**Selected excerpt**:
☆ ☆ ☆ ☆ ☆
Scottish self-determination alone does not preclude this horrific stuff. There is too much here which reeks of human despair and indignity. I heed Gerry Hassan’s warning to be wary of a smug, uncritical belief in “the story of Scotland’s ‘Good Society’”. But our repeated overwhelming collective vote for broadly communitarian parties and policies is not without ethical ground.
Telling stories is my life. Stories are not mere mirrors. They are not necessarily true in equal measure to their accuracy in reflecting how things are. They speak to hope too. And they have power in their ability to activate, to move, to inspire us towards what might, should, or must be. That is, also, their truth.
The story of Scotland’s good society hooks me in at a fundamental level. That’s why I’m forgiving about the institutional minutiae. If I felt the institution of the UK shared my core values then self-determination in that context would be enough. If I thought a People’s Republic of Pathhead was necessary I’d be there on Main Street with a placard. An independent Scotland seems, simply, like a reasonable prospect to me. And Scotland already exists.
St Augustine is said to have written: “Hope has two beautiful daughters: their names are Anger and Courage. Anger that things are the way they are. Courage to make them the way they ought to be.”
Let the Yes campaign be positive and hopeful, yes. But let’s allow it to be, where it needs to be, angry and bold too, please. And let’s harness more imagination to the urgent transformative telling of better stories about how we want to live.
☆ ☆ ☆ ☆ ☆
**What you will do**:
(a) Print the part of the Scottish independence essay that runs from "Scottish self-determination alone" down to "without ethical ground.".
(b) Answer these questions from the Scottish independence essay:
(i) Whose warning does the writer say they heed?
(ii) According to the quotation attributed to St Augustine, what are the names of Hope's two daughters?
(iii) Where does the writer say they would be, placard in hand, if a People's Republic of Pathhead were necessary?
(c) List every word the Scottish independence essay uses to describe how the writer wants the Yes campaign to be.
☆ ☆ ☆ ☆ ☆
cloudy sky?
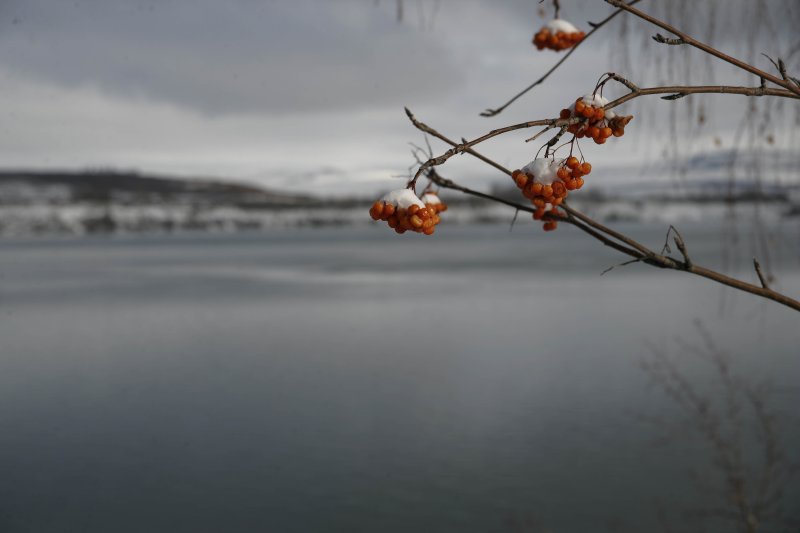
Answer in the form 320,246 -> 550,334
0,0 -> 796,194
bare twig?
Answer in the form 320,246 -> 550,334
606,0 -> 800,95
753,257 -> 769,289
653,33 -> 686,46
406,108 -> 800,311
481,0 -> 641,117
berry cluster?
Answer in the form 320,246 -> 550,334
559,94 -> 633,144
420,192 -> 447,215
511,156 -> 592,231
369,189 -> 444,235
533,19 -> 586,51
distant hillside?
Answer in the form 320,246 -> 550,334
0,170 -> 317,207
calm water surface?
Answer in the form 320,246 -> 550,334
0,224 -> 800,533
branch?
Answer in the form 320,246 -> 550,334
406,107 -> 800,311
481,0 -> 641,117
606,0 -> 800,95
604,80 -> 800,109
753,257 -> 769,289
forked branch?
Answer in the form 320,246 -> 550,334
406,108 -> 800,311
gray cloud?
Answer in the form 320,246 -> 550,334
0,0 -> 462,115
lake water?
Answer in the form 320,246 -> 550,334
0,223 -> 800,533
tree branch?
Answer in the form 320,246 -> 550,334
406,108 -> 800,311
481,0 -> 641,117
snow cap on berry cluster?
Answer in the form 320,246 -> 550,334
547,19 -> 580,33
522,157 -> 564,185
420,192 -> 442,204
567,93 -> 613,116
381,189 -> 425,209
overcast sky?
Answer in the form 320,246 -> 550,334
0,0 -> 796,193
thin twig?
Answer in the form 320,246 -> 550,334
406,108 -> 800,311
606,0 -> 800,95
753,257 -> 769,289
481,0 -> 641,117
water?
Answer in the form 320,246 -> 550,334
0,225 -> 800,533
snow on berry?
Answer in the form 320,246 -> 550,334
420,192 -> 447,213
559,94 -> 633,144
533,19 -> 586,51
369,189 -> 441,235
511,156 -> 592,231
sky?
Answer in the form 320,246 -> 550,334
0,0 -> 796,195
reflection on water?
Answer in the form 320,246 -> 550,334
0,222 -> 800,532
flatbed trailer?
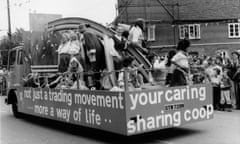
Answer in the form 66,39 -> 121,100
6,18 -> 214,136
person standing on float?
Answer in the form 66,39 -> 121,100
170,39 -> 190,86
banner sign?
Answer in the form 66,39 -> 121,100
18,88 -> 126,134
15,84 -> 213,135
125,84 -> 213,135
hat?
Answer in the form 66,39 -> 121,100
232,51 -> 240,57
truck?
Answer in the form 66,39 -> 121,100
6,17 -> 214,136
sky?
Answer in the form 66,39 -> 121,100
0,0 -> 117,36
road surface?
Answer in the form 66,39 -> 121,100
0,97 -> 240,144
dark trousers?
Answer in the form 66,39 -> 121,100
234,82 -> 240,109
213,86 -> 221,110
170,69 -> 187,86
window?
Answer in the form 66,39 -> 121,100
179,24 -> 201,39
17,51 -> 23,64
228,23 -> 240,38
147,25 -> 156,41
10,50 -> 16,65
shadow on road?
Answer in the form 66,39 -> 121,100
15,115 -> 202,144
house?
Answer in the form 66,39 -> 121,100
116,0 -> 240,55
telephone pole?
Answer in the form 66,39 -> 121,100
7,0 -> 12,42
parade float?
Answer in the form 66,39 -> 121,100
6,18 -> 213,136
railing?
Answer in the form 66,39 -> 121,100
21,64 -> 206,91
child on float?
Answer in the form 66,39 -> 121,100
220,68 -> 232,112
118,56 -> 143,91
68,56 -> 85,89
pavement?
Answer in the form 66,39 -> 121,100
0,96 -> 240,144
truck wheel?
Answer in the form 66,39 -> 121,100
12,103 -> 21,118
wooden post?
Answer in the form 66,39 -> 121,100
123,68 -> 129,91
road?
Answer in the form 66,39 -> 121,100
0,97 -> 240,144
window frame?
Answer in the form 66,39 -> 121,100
☆ ☆ ☆ ☆ ☆
**Written answers**:
(a)
Scottish self-determination alone does not preclude this horrific stuff. There is too much here which reeks of human despair and indignity. I heed Gerry Hassan’s warning to be wary of a smug, uncritical belief in “the story of Scotland’s ‘Good Society’”. But our repeated overwhelming collective vote for broadly communitarian parties and policies is not without ethical ground.

(b)
(i) Gerry Hassan's
(ii) Anger and Courage
(iii) On Main Street

(c)
positive
hopeful
angry
bold